Data records:
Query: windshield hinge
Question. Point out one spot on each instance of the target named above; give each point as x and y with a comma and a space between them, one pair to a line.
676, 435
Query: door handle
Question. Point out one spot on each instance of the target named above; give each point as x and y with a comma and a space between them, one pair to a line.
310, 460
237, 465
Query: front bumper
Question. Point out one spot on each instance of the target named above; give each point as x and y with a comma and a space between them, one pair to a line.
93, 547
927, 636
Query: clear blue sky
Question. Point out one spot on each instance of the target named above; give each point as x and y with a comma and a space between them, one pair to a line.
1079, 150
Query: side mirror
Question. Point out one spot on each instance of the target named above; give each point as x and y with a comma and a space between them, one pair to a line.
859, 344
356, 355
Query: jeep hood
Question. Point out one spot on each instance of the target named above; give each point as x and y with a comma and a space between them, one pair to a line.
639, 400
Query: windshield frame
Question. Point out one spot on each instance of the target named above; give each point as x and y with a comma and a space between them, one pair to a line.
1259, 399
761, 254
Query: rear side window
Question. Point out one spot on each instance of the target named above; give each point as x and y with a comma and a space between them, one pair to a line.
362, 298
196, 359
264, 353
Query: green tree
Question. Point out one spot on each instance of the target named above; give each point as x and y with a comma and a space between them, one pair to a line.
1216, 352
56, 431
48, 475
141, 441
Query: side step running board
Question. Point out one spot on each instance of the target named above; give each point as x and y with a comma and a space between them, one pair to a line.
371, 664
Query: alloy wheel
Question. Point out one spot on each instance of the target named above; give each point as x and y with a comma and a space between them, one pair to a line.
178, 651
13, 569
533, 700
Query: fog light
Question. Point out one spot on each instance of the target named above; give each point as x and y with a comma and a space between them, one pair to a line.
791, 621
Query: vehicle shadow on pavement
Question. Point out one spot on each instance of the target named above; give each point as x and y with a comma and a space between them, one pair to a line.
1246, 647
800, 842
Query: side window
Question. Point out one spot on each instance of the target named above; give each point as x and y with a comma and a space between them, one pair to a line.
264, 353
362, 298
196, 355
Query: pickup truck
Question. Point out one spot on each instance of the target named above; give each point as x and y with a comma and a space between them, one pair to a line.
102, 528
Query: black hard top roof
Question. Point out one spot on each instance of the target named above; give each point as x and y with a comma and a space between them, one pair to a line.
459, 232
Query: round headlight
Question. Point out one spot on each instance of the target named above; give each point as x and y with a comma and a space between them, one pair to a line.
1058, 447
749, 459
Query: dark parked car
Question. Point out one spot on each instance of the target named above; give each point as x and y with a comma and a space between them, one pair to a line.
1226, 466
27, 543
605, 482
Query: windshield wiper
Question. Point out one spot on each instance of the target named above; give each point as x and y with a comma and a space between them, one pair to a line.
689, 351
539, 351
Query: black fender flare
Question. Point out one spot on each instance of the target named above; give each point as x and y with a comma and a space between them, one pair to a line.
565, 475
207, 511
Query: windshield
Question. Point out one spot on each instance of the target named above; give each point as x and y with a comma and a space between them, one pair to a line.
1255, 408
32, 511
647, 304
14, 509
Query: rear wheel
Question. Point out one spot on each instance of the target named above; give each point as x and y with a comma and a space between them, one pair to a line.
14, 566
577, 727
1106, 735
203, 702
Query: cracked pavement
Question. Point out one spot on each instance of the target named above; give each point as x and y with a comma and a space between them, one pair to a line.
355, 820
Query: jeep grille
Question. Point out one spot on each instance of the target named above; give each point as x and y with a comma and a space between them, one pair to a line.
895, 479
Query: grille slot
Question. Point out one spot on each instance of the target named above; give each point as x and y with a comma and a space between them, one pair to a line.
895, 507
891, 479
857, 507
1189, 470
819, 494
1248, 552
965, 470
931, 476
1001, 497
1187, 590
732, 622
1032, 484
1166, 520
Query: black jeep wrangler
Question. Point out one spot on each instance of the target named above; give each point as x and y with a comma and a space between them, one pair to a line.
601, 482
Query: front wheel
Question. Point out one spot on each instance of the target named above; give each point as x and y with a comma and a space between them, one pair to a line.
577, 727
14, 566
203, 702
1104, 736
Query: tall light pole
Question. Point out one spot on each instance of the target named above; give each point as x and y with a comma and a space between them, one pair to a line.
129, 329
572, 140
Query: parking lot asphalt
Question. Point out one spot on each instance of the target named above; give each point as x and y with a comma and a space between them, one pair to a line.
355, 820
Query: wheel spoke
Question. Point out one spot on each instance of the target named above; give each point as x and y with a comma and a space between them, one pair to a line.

Work to complete: Would you please write out the entire listing exactly?

Solution to this task:
Query: windshield hinge
Question. Point out one spot on each instance of the target named above; give each point as x and y with a comma and a space between them, one pair to a line.
676, 435
Query: door handle
Question. Point out one spot on each instance of the target named above; give each point as x and y with a comma and a space between them, one pair to a line.
310, 460
237, 465
Query: front bumper
Question. Point out one spot on each instance of the target named above; give each point as x and y with a comma and a space between them, one pair to a line.
93, 547
927, 636
Query: clear blue sky
Question. Point out one spot on each instance of the target named above; give each point as x and y with a comma and a space between them, one pair to a line.
1079, 150
Query: side mirror
Question. Point out one spot on each instance of the target named above; give each point as x and y with a comma and a space between them, one pair to a line.
859, 344
356, 355
Query: jeep hood
Question. Point out one spot on each instance of the target named above; give each point as x and y with a comma and a space between them, one pair to a line.
639, 400
Query: windshield frame
Question. Point out one spot on each instance of the target named above; give each point as x and y with a comma and a space between them, one pair to a line.
1259, 399
761, 254
Query: rear side window
Question. Point out one spot on each instance of the target named above; give each point as x and y with a comma and a space between them, one pair to a line.
362, 298
196, 359
264, 353
Query: green tree
Question. Point out one spot on each instance of the target named above; give each point as x and y with a comma and a space between them, one pair to a line.
1216, 352
56, 431
48, 475
141, 441
Query: side step running board
Question. Point out one spot on each instance of the target named above; give each point as x and y with a comma and a space between them, one pair to a line.
371, 664
Query: alloy wheel
Question. Point out one spot on each instance of the target named above; give each point as x and y with a comma and a space between them, one pair to a line.
178, 651
13, 569
533, 700
Query: fog light
Question. Point out one spot on each instance of the target named above; give each point as x and y with a comma and a space between them, one pair to a line.
791, 621
Query: vehicle shadow on pavement
Question. Point out one spot on each instance of the target named above; give each point as x and y with a comma and a space between them, one pair to a line.
1246, 647
800, 842
Query: side window
Question. Point out one spot on each instance of the target named above; give each point as x and y with a comma and a space between them, one pair to a line.
264, 353
362, 298
196, 355
Query: pickup truck
Question. Point out one spot on each instance of the target named above; give each point as x and y with a comma and a space between them, one pair to a line.
102, 528
Query: black hard top roof
Question. Point out one spot on each instance of the target named above; give each point as x and y with a comma and a space between them, one pair to a line.
459, 232
Query: round headlight
Question. Point out one spot on each instance of the target named above; give each point as x and y with a comma and a space between them, one pair to a line.
1058, 447
749, 459
Query: dark parked car
Question. Point out one spot on each instance of the target named above; give each point as x and y with a comma and a space between them, one pair to a line.
1226, 466
27, 543
605, 482
Query: windshield wiper
Question. Point out one spot on each instance of the target named above; give each point as x and y with a comma and a space between them, one pair to a line.
689, 351
539, 351
Query: black fender flare
Question. Point out one spot on each instance of the target named above; give each point as x and y with a comma and a space between them, one pair to a line.
565, 475
207, 511
Query: windshield
Question. Point out one spot on each instance of the target named above; give each point as x and y with a comma and a space between them, one pair to a line.
1255, 408
32, 511
647, 304
14, 509
Query: rear wheel
Question. Point out one spot on each instance of the target named above; give each point as x and y with a comma and a space between them, one pair to a line.
14, 566
577, 727
1106, 735
203, 702
Query: cracked pavement
Question. Point out one spot on each instance of the target named above; give each point as x and y with a comma and a space between them, one pair to a line.
355, 820
Query: jeep grille
Question. Point out one spot on each instance of the target named above; give each point as x and y with a comma and a space between them, one pair to a line.
895, 479
Query: grille slot
Question. Point out one spot on each instance of the target named above; give each point as x and y with a comma and a space between them, one pair to a line.
895, 507
891, 479
857, 507
1189, 470
819, 494
1248, 552
965, 470
931, 476
1001, 497
1187, 590
732, 622
1032, 484
1166, 520
Query: black jeep wrangler
Question. Point out one spot on each instance of the target named above; give each point as x and y with a comma and a space between them, one pair to a line.
601, 482
Query: front wheel
Question. Point out one spot on each instance of the target named above; give each point as x and y with a comma and a space between them, one pair to a line.
577, 727
14, 566
203, 702
1104, 736
Query: tall light pole
Question. Point out one spot on each instance of the target named above; give each point as x and y with a comma and a space between them, one pair to a line.
129, 329
572, 140
Query: parking lot asphalt
Question. Point out one spot on each instance of the target named above; give each point as x and y with a comma and a space between them, one pair to a line.
355, 820
Query: wheel spoke
Question. Point out one spot on each instance of the target named above; give each point as x and y with a comma and a space between them, one pair to a line.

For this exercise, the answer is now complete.